__Exercise materials__
-- begin --

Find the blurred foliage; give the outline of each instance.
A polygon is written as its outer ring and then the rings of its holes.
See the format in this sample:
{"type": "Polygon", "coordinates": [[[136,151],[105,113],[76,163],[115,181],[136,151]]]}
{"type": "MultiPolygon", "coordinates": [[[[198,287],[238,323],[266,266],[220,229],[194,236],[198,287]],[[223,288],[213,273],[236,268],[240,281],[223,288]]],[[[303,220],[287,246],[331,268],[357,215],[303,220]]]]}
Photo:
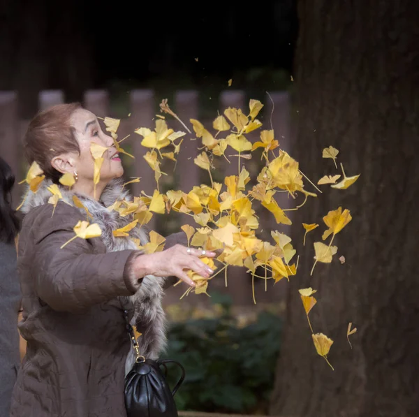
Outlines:
{"type": "MultiPolygon", "coordinates": [[[[274,307],[258,312],[247,307],[255,311],[236,314],[228,295],[212,293],[212,299],[211,311],[186,312],[179,305],[168,309],[178,321],[169,328],[165,358],[179,361],[186,374],[175,395],[177,407],[185,411],[267,414],[282,321],[274,307]]],[[[179,376],[175,368],[168,372],[172,387],[179,376]]]]}

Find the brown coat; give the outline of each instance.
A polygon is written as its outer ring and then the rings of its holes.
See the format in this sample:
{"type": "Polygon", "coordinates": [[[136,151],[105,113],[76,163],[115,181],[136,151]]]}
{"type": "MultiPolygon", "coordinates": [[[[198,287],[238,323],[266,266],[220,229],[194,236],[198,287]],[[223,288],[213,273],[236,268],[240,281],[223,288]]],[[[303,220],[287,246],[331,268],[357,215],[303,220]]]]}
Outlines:
{"type": "MultiPolygon", "coordinates": [[[[138,289],[128,270],[135,251],[107,251],[99,237],[77,238],[61,249],[86,217],[61,201],[53,215],[52,208],[32,208],[20,235],[19,328],[27,348],[10,416],[125,417],[131,346],[117,297],[138,289]]],[[[165,247],[181,238],[169,237],[165,247]]]]}

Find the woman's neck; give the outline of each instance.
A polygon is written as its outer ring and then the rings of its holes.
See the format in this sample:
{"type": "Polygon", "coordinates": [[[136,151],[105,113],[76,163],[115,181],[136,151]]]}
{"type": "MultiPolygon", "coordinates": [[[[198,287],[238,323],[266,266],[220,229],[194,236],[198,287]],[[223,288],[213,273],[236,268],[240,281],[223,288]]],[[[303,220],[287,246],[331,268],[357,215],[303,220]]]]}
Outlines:
{"type": "Polygon", "coordinates": [[[71,189],[79,194],[87,196],[92,200],[98,201],[105,186],[106,184],[101,182],[99,184],[96,184],[95,190],[93,181],[79,180],[71,187],[71,189]]]}

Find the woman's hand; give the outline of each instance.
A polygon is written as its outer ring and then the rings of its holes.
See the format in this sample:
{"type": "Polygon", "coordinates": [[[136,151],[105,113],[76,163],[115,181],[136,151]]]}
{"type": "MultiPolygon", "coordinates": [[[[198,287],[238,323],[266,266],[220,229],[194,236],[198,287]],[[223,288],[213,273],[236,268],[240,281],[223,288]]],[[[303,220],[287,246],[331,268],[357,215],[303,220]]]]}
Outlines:
{"type": "Polygon", "coordinates": [[[216,253],[188,248],[182,244],[175,244],[170,249],[154,254],[146,254],[138,256],[134,264],[138,275],[145,277],[153,275],[156,277],[175,276],[191,286],[195,282],[188,277],[185,270],[192,270],[204,278],[208,278],[214,271],[205,265],[199,257],[205,256],[213,258],[216,253]]]}

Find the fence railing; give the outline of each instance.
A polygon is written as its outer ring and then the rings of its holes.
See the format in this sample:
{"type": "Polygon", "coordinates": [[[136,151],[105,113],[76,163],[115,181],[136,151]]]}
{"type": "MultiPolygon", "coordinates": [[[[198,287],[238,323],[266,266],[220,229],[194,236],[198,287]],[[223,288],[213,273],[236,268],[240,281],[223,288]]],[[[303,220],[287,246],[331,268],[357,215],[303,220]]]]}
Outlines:
{"type": "MultiPolygon", "coordinates": [[[[226,90],[222,92],[218,98],[219,113],[228,107],[240,108],[244,112],[247,111],[248,103],[246,102],[247,94],[244,91],[226,90]]],[[[270,93],[271,99],[267,99],[265,106],[262,109],[258,118],[263,123],[263,129],[273,129],[275,132],[275,138],[280,143],[281,147],[288,152],[291,152],[291,131],[290,123],[290,99],[288,93],[277,92],[270,93]],[[273,106],[273,108],[272,108],[273,106]],[[272,113],[272,109],[274,112],[272,113]]],[[[200,117],[199,106],[199,92],[197,91],[179,91],[174,94],[173,103],[170,103],[170,107],[177,109],[179,116],[184,122],[189,122],[189,119],[198,119],[204,123],[205,127],[212,127],[212,121],[217,115],[214,114],[212,119],[203,119],[200,117]]],[[[212,99],[217,100],[216,97],[212,99]]],[[[17,181],[22,180],[27,169],[27,166],[24,160],[22,138],[27,128],[29,120],[22,120],[18,115],[19,97],[13,92],[0,92],[0,155],[6,159],[15,172],[17,181]]],[[[135,195],[139,195],[141,191],[147,193],[152,193],[155,188],[155,182],[152,171],[145,163],[143,155],[147,152],[141,145],[141,137],[133,133],[134,129],[140,126],[153,129],[156,114],[159,112],[159,102],[156,94],[151,89],[133,90],[129,93],[129,109],[126,117],[122,117],[119,129],[118,129],[119,138],[122,138],[130,135],[129,138],[124,142],[124,147],[129,147],[130,152],[135,156],[133,161],[130,159],[124,158],[124,162],[128,165],[128,172],[130,176],[140,177],[140,183],[132,184],[132,191],[135,195]],[[129,115],[129,116],[128,116],[129,115]]],[[[39,94],[39,109],[43,110],[53,105],[64,102],[64,94],[61,90],[43,91],[39,94]]],[[[110,111],[110,95],[104,90],[87,91],[83,100],[84,106],[98,117],[114,116],[110,111]]],[[[120,118],[120,117],[118,117],[120,118]]],[[[183,130],[180,124],[175,120],[168,122],[175,130],[183,130]]],[[[248,136],[251,140],[258,138],[258,131],[252,132],[248,136]]],[[[193,137],[189,136],[189,137],[193,137]]],[[[200,183],[203,170],[193,163],[193,159],[202,151],[199,151],[200,142],[198,141],[184,140],[181,152],[178,155],[175,170],[177,189],[189,191],[194,185],[200,183]]],[[[233,152],[230,152],[233,153],[233,152]]],[[[217,169],[219,177],[223,177],[227,175],[237,175],[237,165],[223,161],[217,169]]],[[[15,187],[13,192],[14,205],[16,207],[21,198],[22,187],[15,187]]],[[[282,207],[287,207],[288,202],[286,196],[280,197],[282,200],[279,201],[282,207]]],[[[266,217],[270,217],[267,215],[266,217]]],[[[156,217],[154,217],[156,218],[156,217]]],[[[182,221],[189,221],[189,217],[184,216],[182,221]]],[[[275,227],[274,222],[270,223],[266,220],[265,227],[275,227]]],[[[155,224],[152,223],[153,228],[155,224]]],[[[229,272],[229,280],[235,279],[235,276],[242,277],[243,272],[241,268],[231,268],[229,272]],[[240,270],[237,272],[236,270],[240,270]]],[[[281,283],[279,283],[281,284],[281,283]]],[[[282,290],[283,291],[283,290],[282,290]]],[[[277,299],[279,290],[270,291],[263,299],[266,301],[272,301],[277,299]]],[[[239,304],[251,303],[251,295],[249,292],[249,285],[240,286],[232,291],[231,295],[235,302],[239,304]]],[[[177,296],[175,295],[176,297],[177,296]]],[[[205,295],[203,296],[205,297],[205,295]]],[[[191,297],[188,298],[191,298],[191,297]]]]}

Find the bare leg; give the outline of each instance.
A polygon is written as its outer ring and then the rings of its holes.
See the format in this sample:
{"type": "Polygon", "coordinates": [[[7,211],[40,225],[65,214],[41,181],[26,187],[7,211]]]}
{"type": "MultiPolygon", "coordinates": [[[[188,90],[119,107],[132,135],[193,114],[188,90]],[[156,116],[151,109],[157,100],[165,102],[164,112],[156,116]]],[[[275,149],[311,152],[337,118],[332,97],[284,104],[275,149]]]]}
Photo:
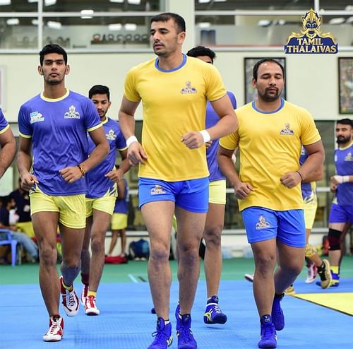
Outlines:
{"type": "Polygon", "coordinates": [[[90,291],[98,289],[104,265],[104,239],[111,215],[93,209],[91,227],[92,257],[90,266],[90,291]]]}
{"type": "MultiPolygon", "coordinates": [[[[180,314],[190,314],[200,275],[198,249],[206,213],[196,213],[176,207],[178,224],[180,314]]],[[[170,238],[169,238],[170,240],[170,238]]]]}
{"type": "Polygon", "coordinates": [[[49,316],[59,314],[60,288],[56,271],[56,232],[59,213],[39,212],[32,216],[38,242],[40,285],[49,316]]]}
{"type": "Polygon", "coordinates": [[[155,201],[141,207],[143,220],[150,235],[148,280],[157,317],[169,317],[172,273],[169,264],[173,201],[155,201]],[[155,219],[156,217],[158,219],[155,219]]]}
{"type": "Polygon", "coordinates": [[[203,238],[206,243],[203,268],[209,298],[218,294],[222,272],[221,234],[225,220],[225,205],[209,203],[203,238]]]}

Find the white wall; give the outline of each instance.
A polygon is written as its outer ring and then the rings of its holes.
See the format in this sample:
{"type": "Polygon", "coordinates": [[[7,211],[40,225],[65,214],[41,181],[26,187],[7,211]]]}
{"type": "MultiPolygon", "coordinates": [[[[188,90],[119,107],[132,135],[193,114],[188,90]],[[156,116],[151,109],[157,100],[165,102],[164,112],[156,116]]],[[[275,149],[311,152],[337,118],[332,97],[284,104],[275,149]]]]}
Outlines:
{"type": "MultiPolygon", "coordinates": [[[[185,47],[184,51],[189,49],[185,47]]],[[[338,54],[292,54],[272,52],[219,52],[215,66],[221,72],[227,88],[233,91],[239,105],[244,103],[244,58],[285,57],[287,97],[307,108],[318,119],[340,119],[338,113],[338,57],[352,57],[352,52],[338,54]]],[[[128,70],[140,62],[153,58],[150,53],[69,54],[71,71],[66,85],[87,95],[95,84],[111,89],[111,116],[117,114],[128,70]]],[[[10,122],[16,122],[20,105],[42,90],[42,77],[37,71],[37,54],[1,54],[0,67],[5,71],[4,113],[10,122]]],[[[140,109],[138,117],[141,117],[140,109]]]]}

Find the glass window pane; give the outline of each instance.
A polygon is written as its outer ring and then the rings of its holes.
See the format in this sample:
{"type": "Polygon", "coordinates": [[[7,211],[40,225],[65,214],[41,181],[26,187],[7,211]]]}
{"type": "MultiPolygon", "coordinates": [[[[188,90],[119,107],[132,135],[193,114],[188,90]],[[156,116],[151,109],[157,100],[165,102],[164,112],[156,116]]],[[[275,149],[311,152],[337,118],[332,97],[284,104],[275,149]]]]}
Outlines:
{"type": "Polygon", "coordinates": [[[164,1],[160,0],[44,0],[44,11],[79,12],[83,9],[95,11],[162,11],[164,1]]]}
{"type": "Polygon", "coordinates": [[[43,45],[90,50],[150,46],[147,17],[45,18],[43,45]]]}
{"type": "Polygon", "coordinates": [[[0,18],[0,49],[36,49],[37,23],[37,18],[0,18]]]}

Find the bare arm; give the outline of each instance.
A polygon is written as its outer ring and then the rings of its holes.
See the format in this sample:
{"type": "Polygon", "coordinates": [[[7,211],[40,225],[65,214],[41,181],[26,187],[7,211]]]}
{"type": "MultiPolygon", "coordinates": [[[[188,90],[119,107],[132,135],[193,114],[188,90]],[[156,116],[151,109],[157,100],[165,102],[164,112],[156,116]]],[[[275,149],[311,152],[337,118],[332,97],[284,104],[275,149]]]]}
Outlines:
{"type": "Polygon", "coordinates": [[[11,129],[8,128],[5,132],[0,134],[0,146],[1,147],[0,150],[0,178],[1,178],[13,161],[16,153],[16,141],[11,129]]]}
{"type": "MultiPolygon", "coordinates": [[[[139,104],[140,102],[131,102],[123,97],[119,111],[119,123],[126,141],[131,136],[135,136],[134,115],[139,104]]],[[[136,141],[128,144],[128,146],[127,158],[130,165],[132,166],[136,166],[138,163],[144,165],[145,160],[147,159],[147,154],[142,146],[136,141]]]]}
{"type": "MultiPolygon", "coordinates": [[[[220,117],[220,121],[206,130],[210,139],[218,139],[235,131],[238,128],[238,119],[228,95],[210,103],[220,117]]],[[[190,149],[201,147],[205,141],[199,131],[201,130],[192,131],[183,135],[181,141],[190,149]]]]}
{"type": "MultiPolygon", "coordinates": [[[[95,144],[95,148],[92,150],[90,156],[79,165],[84,172],[88,172],[95,166],[102,162],[108,155],[109,146],[105,136],[104,128],[98,127],[90,132],[90,136],[95,144]]],[[[71,166],[60,170],[62,177],[66,182],[72,183],[83,177],[83,173],[78,166],[71,166]]]]}
{"type": "Polygon", "coordinates": [[[229,181],[234,189],[234,194],[239,199],[245,199],[253,191],[250,183],[243,182],[238,177],[234,168],[234,164],[232,159],[234,149],[229,150],[220,146],[218,147],[218,165],[223,174],[229,181]]]}
{"type": "Polygon", "coordinates": [[[17,154],[17,167],[20,172],[21,186],[29,191],[38,183],[38,179],[33,174],[30,174],[32,166],[32,138],[20,136],[20,146],[17,154]]]}

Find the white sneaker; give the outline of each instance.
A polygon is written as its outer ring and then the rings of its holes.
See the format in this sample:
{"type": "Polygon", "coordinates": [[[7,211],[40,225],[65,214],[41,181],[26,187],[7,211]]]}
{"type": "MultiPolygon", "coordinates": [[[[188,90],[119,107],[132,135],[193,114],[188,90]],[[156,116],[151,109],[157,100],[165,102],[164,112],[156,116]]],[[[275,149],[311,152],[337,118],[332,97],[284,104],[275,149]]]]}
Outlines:
{"type": "Polygon", "coordinates": [[[82,293],[81,293],[81,304],[85,306],[86,304],[86,297],[87,297],[87,292],[88,292],[88,285],[85,285],[83,284],[83,287],[82,288],[82,293]]]}
{"type": "Polygon", "coordinates": [[[253,274],[245,274],[244,277],[250,283],[253,283],[253,274]]]}
{"type": "Polygon", "coordinates": [[[311,283],[315,281],[316,276],[318,275],[318,268],[315,263],[311,263],[311,264],[307,267],[308,268],[308,275],[305,279],[305,283],[311,283]]]}
{"type": "Polygon", "coordinates": [[[62,276],[60,276],[60,292],[63,300],[64,310],[65,310],[66,315],[68,317],[75,317],[78,312],[78,307],[80,306],[78,297],[77,297],[74,288],[73,288],[72,291],[69,291],[64,287],[62,276]]]}
{"type": "Polygon", "coordinates": [[[45,342],[59,342],[64,337],[64,319],[62,317],[49,319],[49,330],[43,336],[45,342]]]}
{"type": "Polygon", "coordinates": [[[100,309],[97,307],[95,304],[95,296],[88,296],[86,297],[85,314],[86,315],[99,315],[100,314],[100,309]]]}

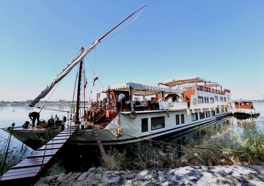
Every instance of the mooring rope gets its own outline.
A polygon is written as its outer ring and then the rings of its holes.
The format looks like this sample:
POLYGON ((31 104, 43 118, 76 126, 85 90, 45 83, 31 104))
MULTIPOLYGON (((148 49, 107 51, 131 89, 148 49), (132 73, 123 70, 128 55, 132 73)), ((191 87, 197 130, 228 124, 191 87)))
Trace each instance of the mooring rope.
MULTIPOLYGON (((120 133, 118 132, 116 132, 115 131, 112 131, 111 130, 110 130, 110 129, 107 129, 104 128, 103 128, 105 130, 106 130, 107 131, 110 131, 110 132, 114 132, 115 133, 116 133, 117 134, 120 134, 120 133)), ((168 142, 165 142, 164 141, 156 141, 155 140, 151 140, 150 139, 146 139, 145 138, 140 138, 139 137, 136 137, 136 136, 134 136, 131 135, 130 135, 128 134, 125 134, 122 133, 122 134, 123 135, 125 135, 125 136, 129 136, 130 137, 131 137, 133 138, 137 138, 139 139, 141 139, 142 140, 145 140, 147 141, 152 141, 153 142, 157 142, 157 143, 164 143, 164 144, 167 144, 169 145, 176 145, 177 146, 180 146, 181 147, 188 147, 190 148, 198 148, 201 149, 205 149, 206 150, 211 150, 213 151, 224 151, 226 152, 237 152, 238 153, 247 153, 250 154, 264 154, 264 152, 248 152, 247 151, 235 151, 233 150, 224 150, 223 149, 218 149, 215 148, 206 148, 204 147, 196 147, 195 146, 191 146, 190 145, 178 145, 178 144, 176 144, 175 143, 168 143, 168 142)))

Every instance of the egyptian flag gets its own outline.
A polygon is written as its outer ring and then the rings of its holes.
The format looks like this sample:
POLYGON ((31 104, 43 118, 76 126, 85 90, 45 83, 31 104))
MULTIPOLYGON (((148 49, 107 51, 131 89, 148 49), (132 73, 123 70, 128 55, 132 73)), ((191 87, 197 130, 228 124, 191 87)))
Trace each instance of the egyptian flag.
POLYGON ((95 72, 95 74, 93 75, 93 86, 95 86, 95 81, 98 79, 98 77, 96 75, 96 74, 95 72))
POLYGON ((84 83, 84 87, 86 88, 86 87, 87 86, 87 78, 85 78, 85 82, 84 83))

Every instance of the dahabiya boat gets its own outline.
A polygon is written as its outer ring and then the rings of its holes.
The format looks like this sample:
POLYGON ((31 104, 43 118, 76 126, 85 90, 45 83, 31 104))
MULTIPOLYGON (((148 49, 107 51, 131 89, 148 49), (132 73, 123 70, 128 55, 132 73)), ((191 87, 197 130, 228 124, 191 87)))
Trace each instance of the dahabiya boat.
MULTIPOLYGON (((142 12, 145 7, 130 15, 89 47, 82 48, 80 54, 29 105, 36 107, 41 99, 79 64, 74 87, 77 101, 76 105, 74 104, 73 99, 72 105, 76 106, 76 109, 66 111, 67 118, 65 117, 60 120, 55 117, 43 122, 39 120, 40 113, 42 109, 49 109, 45 105, 37 107, 40 111, 29 115, 32 122, 25 123, 23 127, 14 128, 12 135, 36 149, 46 143, 48 138, 53 138, 64 129, 77 125, 79 128, 69 143, 97 145, 91 127, 93 125, 103 144, 112 145, 174 135, 230 115, 230 91, 222 89, 218 83, 197 76, 161 81, 157 86, 131 82, 111 85, 100 91, 107 95, 103 100, 99 101, 100 93, 97 94, 96 101, 90 102, 87 99, 86 101, 85 96, 81 100, 81 90, 84 90, 84 93, 86 89, 83 67, 86 55, 106 35, 136 12, 140 10, 142 12), (36 119, 38 122, 35 125, 36 119), (52 132, 48 136, 50 127, 52 132)), ((94 83, 97 79, 95 73, 94 83)), ((4 131, 10 132, 11 130, 10 128, 4 131)))

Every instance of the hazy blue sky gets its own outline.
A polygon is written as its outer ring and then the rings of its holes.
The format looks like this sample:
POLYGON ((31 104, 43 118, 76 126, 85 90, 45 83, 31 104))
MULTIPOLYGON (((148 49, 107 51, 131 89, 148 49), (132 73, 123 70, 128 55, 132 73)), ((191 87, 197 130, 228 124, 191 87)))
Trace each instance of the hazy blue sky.
MULTIPOLYGON (((264 1, 64 0, 0 2, 0 100, 34 99, 81 47, 145 4, 129 26, 96 48, 104 86, 195 75, 230 90, 232 99, 263 99, 264 1)), ((94 55, 87 56, 92 63, 94 55)), ((71 99, 77 69, 50 100, 71 99)), ((101 88, 97 81, 93 91, 101 88)))

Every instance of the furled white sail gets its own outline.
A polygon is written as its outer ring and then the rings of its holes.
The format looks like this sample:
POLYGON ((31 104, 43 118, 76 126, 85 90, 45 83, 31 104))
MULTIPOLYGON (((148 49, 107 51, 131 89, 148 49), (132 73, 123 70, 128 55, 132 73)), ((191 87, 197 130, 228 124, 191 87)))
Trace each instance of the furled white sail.
POLYGON ((41 92, 40 94, 30 103, 29 105, 29 106, 31 107, 34 106, 36 103, 39 101, 40 99, 45 97, 45 96, 46 96, 49 92, 51 90, 55 85, 66 76, 74 66, 78 64, 85 57, 88 53, 95 48, 99 43, 99 41, 98 40, 96 41, 90 46, 85 49, 81 55, 69 64, 66 68, 63 70, 60 73, 52 80, 49 85, 47 86, 46 88, 41 92))

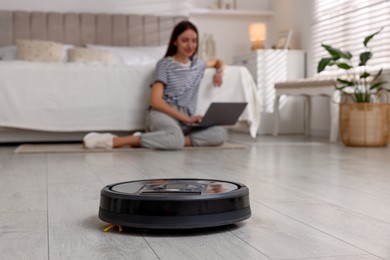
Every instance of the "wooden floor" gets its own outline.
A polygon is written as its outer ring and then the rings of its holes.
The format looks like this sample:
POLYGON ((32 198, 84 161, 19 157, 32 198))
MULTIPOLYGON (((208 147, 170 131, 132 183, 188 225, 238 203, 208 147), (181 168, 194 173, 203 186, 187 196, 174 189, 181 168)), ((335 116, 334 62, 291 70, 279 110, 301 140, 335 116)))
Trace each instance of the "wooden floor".
POLYGON ((230 140, 248 148, 23 155, 0 146, 0 258, 390 259, 390 147, 230 140), (104 185, 164 177, 244 183, 252 217, 202 232, 102 232, 104 185))

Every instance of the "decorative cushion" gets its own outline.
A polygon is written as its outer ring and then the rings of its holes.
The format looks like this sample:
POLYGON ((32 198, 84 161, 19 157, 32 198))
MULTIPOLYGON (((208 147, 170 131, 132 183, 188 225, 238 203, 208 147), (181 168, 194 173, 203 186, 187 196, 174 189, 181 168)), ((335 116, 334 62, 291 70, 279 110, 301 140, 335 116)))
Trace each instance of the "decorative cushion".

-- end --

__Given instruction__
Turn the stretch above, from the line containing "Every instance of the hazy" through the line containing "POLYGON ((41 92, 40", into a numbered list with one line per item, omitting blank lines. Include no other lines.

__Task output__
1. Every instance of the hazy blue sky gets its own outline.
2. A polygon is written as its outer ring and then the rings of its holes.
3. The format looks like this sample:
4. POLYGON ((31 104, 43 118, 76 126, 85 90, 45 83, 31 104))
5. MULTIPOLYGON (((148 49, 107 51, 131 89, 148 49), (132 73, 123 70, 128 55, 132 73)), ((191 87, 197 130, 228 124, 191 87)))
6. Trace each instance of the hazy blue sky.
7. MULTIPOLYGON (((264 1, 64 0, 0 2, 0 100, 34 99, 81 47, 145 4, 129 26, 96 48, 104 86, 195 75, 230 90, 232 99, 263 99, 264 1)), ((94 55, 87 56, 92 63, 94 55)), ((71 99, 77 69, 50 100, 71 99)), ((101 88, 97 81, 93 91, 101 88)))
8. Every instance of the furled white sail gets its own outline.
9. A polygon is written as its outer ring and then the rings of its holes.
10. The format looks like this sample:
11. POLYGON ((31 104, 43 118, 76 126, 85 90, 45 83, 31 104))
12. MULTIPOLYGON (((148 49, 107 51, 131 89, 148 49), (132 73, 123 70, 128 55, 132 73)), ((191 87, 197 130, 228 124, 191 87)))
13. Trace each instance of the furled white sail.
14. POLYGON ((41 92, 40 94, 30 103, 29 105, 29 106, 31 107, 34 106, 36 103, 39 101, 40 99, 45 97, 45 96, 46 96, 49 92, 51 90, 55 85, 66 76, 74 66, 78 64, 85 57, 88 53, 95 48, 99 43, 99 41, 98 40, 96 41, 90 46, 85 49, 81 55, 69 64, 66 68, 63 70, 60 73, 52 80, 49 85, 47 86, 46 88, 41 92))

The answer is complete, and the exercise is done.